### Set problem
Turn every line of the items below into a JSON list of strings, one string per line, omitting any blank lines.

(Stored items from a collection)
= = =

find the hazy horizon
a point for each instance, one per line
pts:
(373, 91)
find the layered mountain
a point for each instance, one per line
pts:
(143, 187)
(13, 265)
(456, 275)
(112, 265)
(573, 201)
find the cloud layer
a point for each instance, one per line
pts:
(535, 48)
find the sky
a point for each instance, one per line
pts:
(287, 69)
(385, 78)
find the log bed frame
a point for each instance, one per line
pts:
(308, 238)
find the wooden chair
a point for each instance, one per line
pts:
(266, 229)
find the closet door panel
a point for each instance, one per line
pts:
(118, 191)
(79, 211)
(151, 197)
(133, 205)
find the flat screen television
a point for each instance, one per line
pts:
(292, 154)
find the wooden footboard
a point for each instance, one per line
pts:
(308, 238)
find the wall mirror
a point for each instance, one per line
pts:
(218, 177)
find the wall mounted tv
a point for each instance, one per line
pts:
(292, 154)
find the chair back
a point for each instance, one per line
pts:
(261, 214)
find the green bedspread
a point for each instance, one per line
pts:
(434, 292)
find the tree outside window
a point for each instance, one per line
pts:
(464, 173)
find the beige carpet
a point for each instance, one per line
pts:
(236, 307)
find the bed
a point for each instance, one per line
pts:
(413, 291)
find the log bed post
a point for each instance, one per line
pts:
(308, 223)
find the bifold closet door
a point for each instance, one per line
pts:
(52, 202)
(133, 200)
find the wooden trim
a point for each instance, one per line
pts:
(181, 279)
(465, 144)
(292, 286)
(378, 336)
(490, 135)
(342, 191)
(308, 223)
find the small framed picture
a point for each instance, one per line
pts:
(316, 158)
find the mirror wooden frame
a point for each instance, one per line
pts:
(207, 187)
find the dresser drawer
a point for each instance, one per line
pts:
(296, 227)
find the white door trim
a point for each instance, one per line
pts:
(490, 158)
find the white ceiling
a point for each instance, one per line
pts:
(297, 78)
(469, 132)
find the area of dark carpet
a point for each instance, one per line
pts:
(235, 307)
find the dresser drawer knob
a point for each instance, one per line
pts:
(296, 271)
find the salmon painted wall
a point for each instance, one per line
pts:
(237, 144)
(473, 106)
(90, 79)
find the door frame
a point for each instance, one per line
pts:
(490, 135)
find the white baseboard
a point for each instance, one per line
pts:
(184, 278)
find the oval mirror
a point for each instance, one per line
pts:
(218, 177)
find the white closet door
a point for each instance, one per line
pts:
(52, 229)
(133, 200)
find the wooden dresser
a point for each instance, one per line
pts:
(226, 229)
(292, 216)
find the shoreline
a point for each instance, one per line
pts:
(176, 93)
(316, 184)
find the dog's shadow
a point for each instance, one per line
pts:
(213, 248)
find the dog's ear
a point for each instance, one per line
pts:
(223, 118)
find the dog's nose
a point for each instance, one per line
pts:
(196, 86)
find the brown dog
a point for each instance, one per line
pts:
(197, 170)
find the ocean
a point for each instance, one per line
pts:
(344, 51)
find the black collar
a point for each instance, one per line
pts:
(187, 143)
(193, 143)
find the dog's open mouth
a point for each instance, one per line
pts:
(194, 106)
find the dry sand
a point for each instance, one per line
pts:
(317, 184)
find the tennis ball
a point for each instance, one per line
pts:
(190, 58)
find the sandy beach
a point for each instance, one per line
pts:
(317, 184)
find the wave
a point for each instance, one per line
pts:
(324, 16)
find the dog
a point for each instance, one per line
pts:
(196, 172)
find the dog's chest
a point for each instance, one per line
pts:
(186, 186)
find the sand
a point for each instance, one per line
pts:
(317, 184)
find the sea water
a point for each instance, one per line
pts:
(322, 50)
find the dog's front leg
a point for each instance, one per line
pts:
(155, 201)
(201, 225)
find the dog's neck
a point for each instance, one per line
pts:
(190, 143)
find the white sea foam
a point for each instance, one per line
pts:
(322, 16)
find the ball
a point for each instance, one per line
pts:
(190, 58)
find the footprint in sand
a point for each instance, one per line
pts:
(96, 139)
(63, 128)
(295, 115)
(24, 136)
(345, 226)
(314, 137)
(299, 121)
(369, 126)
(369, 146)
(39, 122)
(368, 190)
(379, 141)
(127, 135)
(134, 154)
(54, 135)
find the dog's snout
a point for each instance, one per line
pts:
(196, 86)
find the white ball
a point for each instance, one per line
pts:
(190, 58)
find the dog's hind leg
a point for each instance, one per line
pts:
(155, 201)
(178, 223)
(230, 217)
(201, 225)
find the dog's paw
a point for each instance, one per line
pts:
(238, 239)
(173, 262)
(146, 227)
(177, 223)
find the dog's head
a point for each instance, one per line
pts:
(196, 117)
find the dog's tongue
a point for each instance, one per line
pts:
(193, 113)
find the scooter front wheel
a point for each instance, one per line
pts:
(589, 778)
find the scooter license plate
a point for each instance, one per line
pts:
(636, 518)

= = =

### Finished answer
[
  "find the hazy horizon",
  "a point for each instance, one per line",
  "pts:",
  "(373, 91)",
  "find the layered mountain",
  "a point for each instance, one per line",
  "pts:",
  "(143, 187)",
  "(13, 265)",
  "(456, 275)",
  "(112, 265)",
  "(573, 201)",
  "find the cloud layer",
  "a point for each instance, one per line",
  "pts:",
  "(535, 48)",
  "find the sky",
  "a point for each instance, one per line",
  "pts:",
  "(287, 69)",
  "(385, 78)",
  "find the log bed frame",
  "a point for each instance, one per line",
  "pts:",
  "(308, 238)",
  "find the wooden chair",
  "a point for each instance, one per line",
  "pts:",
  "(266, 229)",
  "find the closet door panel",
  "a point for each instance, one per line",
  "pts:",
  "(118, 191)",
  "(79, 211)",
  "(151, 197)",
  "(133, 205)",
  "find the flat screen television",
  "a point for each instance, one per line",
  "pts:",
  "(292, 154)",
  "find the wooden footboard",
  "a point for each instance, one per line",
  "pts:",
  "(308, 238)",
  "find the wall mirror",
  "a point for each instance, one per line",
  "pts:",
  "(218, 177)",
  "find the wall mounted tv",
  "a point for each instance, one per line",
  "pts:",
  "(292, 154)",
  "find the chair back",
  "a point for each instance, one per line",
  "pts:",
  "(261, 214)",
  "find the green bedspread",
  "a point for each instance, one per line",
  "pts:",
  "(434, 292)",
  "find the tree outside window",
  "a point for each instance, one per line",
  "pts:",
  "(464, 173)",
  "find the beige carpet",
  "a point for each instance, one per line",
  "pts:",
  "(236, 307)",
  "find the bed",
  "a point for each instance, one per line",
  "pts:",
  "(413, 291)",
  "find the log bed post",
  "a point for each instance, one per line",
  "pts:",
  "(308, 223)",
  "find the bifold closet door",
  "a point for each instance, one per line",
  "pts:",
  "(52, 202)",
  "(133, 200)",
  "find the wooden trim",
  "a point for each instance, one per line",
  "pts:",
  "(181, 279)",
  "(465, 144)",
  "(292, 286)",
  "(378, 336)",
  "(490, 135)",
  "(342, 191)",
  "(308, 223)",
  "find the small framed picture",
  "a point for each instance, one per line",
  "pts:",
  "(316, 158)",
  "find the mirror wooden frame",
  "a point for each instance, one per line",
  "pts:",
  "(207, 187)",
  "find the dresser drawer",
  "a point for each instance, one per line",
  "pts:",
  "(296, 227)",
  "find the white door trim",
  "a point for each instance, one per line",
  "pts:",
  "(490, 158)",
  "find the white ceiling",
  "a point for each instance, one per line",
  "pts:",
  "(297, 78)",
  "(469, 132)",
  "find the area of dark carpet",
  "a point for each instance, one per line",
  "pts:",
  "(235, 307)",
  "find the dresser drawer knob",
  "a point for each instance, one per line",
  "pts:",
  "(296, 271)",
  "find the salmon painted wall",
  "a point for each instance, one per line",
  "pts:",
  "(237, 144)",
  "(473, 106)",
  "(90, 79)",
  "find the door frame",
  "a point for each instance, one per line",
  "pts:",
  "(490, 135)",
  "find the white baseboard",
  "a point for each instance, one per line",
  "pts:",
  "(184, 278)",
  "find the oval mirror",
  "a point for each instance, one per line",
  "pts:",
  "(218, 177)",
  "find the white closet door",
  "a point for each instance, one per line",
  "pts:",
  "(52, 229)",
  "(133, 200)",
  "find the wooden dresser",
  "a point for each instance, one per line",
  "pts:",
  "(226, 229)",
  "(292, 216)",
  "find the shoreline",
  "a point for each instance, one per line",
  "pts:",
  "(176, 93)",
  "(316, 184)",
  "find the dog's shadow",
  "a point for each instance, one per line",
  "pts:",
  "(213, 248)",
  "find the dog's ear",
  "a point for each instance, one per line",
  "pts:",
  "(223, 118)",
  "find the dog's nose",
  "a point for each instance, one per line",
  "pts:",
  "(196, 86)",
  "find the brown dog",
  "a point for each instance, one per line",
  "pts:",
  "(197, 170)",
  "find the ocean",
  "a point for each instance, one per line",
  "pts:",
  "(344, 51)",
  "find the black collar",
  "a point for each instance, one per line",
  "pts:",
  "(187, 143)",
  "(193, 143)",
  "find the dog's open mouth",
  "a point for each instance, one per line",
  "pts:",
  "(194, 106)",
  "find the dry sand",
  "a point for each instance, one per line",
  "pts:",
  "(317, 184)",
  "find the tennis ball",
  "a point for each instance, one per line",
  "pts:",
  "(190, 58)",
  "find the sandy beach",
  "a point for each instance, one per line",
  "pts:",
  "(317, 184)",
  "find the wave",
  "a point for each instance, one per line",
  "pts:",
  "(324, 16)",
  "find the dog",
  "a point for each instance, one per line",
  "pts:",
  "(196, 172)",
  "find the dog's chest",
  "a point for each instance, one per line",
  "pts:",
  "(186, 186)",
  "find the sand",
  "a point for each instance, one per line",
  "pts:",
  "(317, 184)",
  "find the sea water",
  "a point for each instance, one per line",
  "pts:",
  "(322, 50)",
  "find the dog's front leg",
  "a point for each instance, one per line",
  "pts:",
  "(155, 201)",
  "(201, 225)",
  "find the dog's neck",
  "a point for each instance, one per line",
  "pts:",
  "(190, 143)",
  "find the white sea foam",
  "a point for each instance, one per line",
  "pts:",
  "(322, 16)",
  "find the ball",
  "a point for each instance, one per line",
  "pts:",
  "(190, 58)",
  "find the footprint in sand",
  "a point for each instance, one per line",
  "pts:",
  "(96, 139)",
  "(63, 128)",
  "(295, 115)",
  "(24, 136)",
  "(345, 226)",
  "(314, 137)",
  "(299, 121)",
  "(369, 126)",
  "(369, 146)",
  "(39, 122)",
  "(368, 190)",
  "(379, 141)",
  "(127, 135)",
  "(134, 154)",
  "(54, 135)",
  "find the dog's snout",
  "a point for each instance, one per line",
  "pts:",
  "(196, 86)",
  "find the white ball",
  "a point for each instance, one per line",
  "pts:",
  "(190, 58)",
  "find the dog's hind leg",
  "a point for each instance, one per line",
  "pts:",
  "(155, 201)",
  "(178, 223)",
  "(230, 217)",
  "(201, 225)",
  "find the dog's paw",
  "a point for each instance, one per line",
  "pts:",
  "(238, 239)",
  "(173, 262)",
  "(146, 227)",
  "(177, 223)",
  "find the dog's head",
  "a point for each instance, one per line",
  "pts:",
  "(196, 117)",
  "find the dog's tongue",
  "a point for each instance, one per line",
  "pts:",
  "(193, 113)",
  "find the scooter front wheel",
  "a point for each instance, one per line",
  "pts:",
  "(589, 778)",
  "find the scooter license plate",
  "a point for each instance, one per line",
  "pts:",
  "(636, 518)"
]